_Problem statement_. From the line containing "Query: sawdust" to the end of the records below, output each line exactly; include both ends and nothing else.

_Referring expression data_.
|---|
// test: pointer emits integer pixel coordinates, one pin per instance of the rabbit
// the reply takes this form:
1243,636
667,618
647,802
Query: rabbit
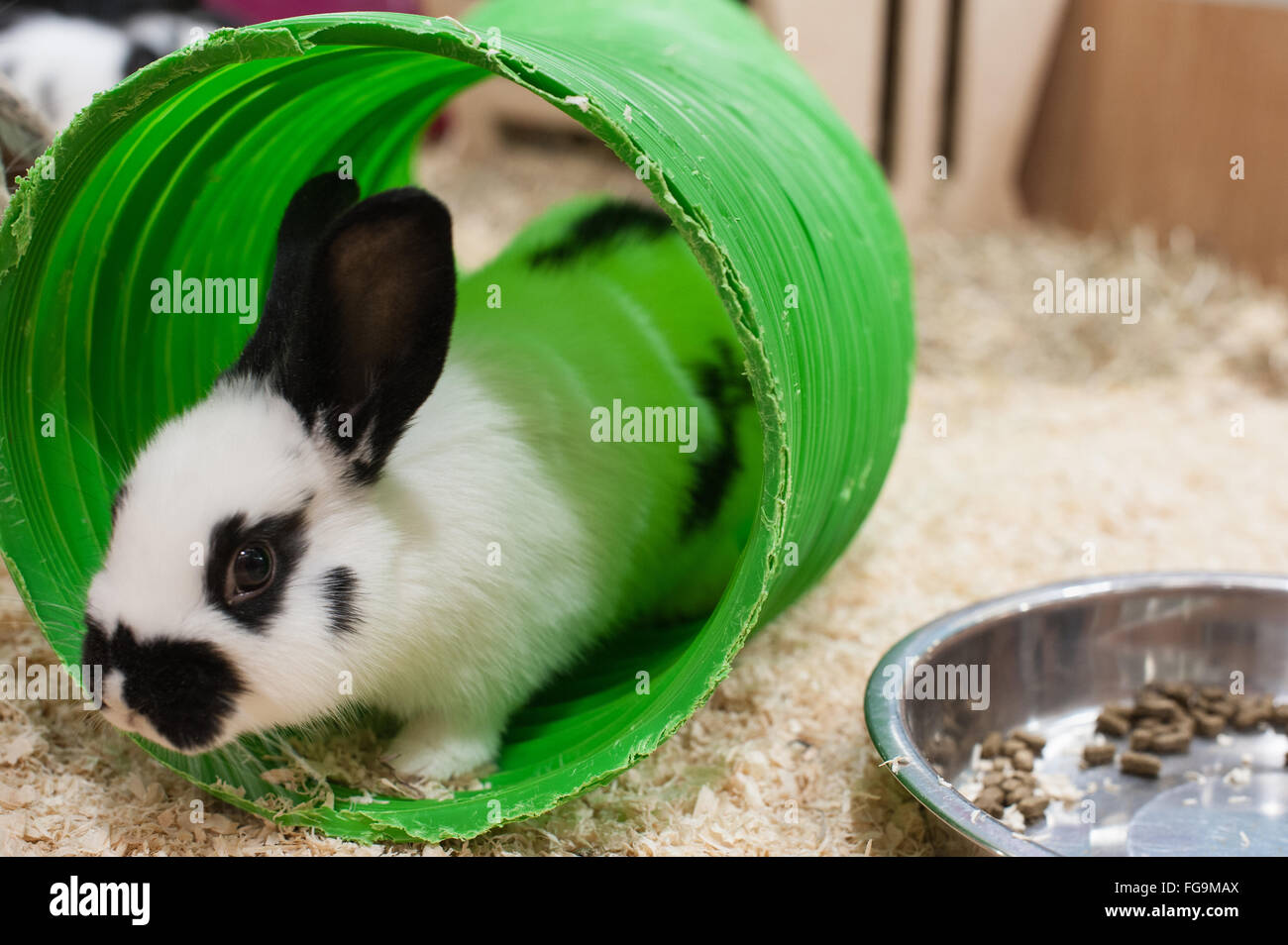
360,514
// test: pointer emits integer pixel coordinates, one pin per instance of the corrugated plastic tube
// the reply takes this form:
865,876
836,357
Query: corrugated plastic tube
187,165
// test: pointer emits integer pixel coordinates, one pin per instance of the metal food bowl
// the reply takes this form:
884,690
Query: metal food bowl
1048,660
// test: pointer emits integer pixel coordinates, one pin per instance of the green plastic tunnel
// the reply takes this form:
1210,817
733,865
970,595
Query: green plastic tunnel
175,168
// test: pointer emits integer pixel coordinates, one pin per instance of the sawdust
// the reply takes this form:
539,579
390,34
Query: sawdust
1057,430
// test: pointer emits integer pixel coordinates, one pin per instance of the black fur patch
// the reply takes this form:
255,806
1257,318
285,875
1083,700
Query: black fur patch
359,314
339,588
722,386
185,687
597,228
283,535
95,649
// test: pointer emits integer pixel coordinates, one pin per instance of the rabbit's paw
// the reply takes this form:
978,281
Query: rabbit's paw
428,750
|---|
_Response_.
Query: sawdust
1057,430
// test: pointer emits integer pixel coordinates, one pin per instance of the black fur patch
// the reply takes this form:
255,806
1257,318
285,875
1083,700
Query: black fur patch
359,314
339,588
722,386
185,687
597,228
283,535
95,649
// test: pointer emits integer pixel coordinates, one pin per instance of the rabbit's paw
// the reply takes this form:
978,281
Query: rabbit's paw
428,750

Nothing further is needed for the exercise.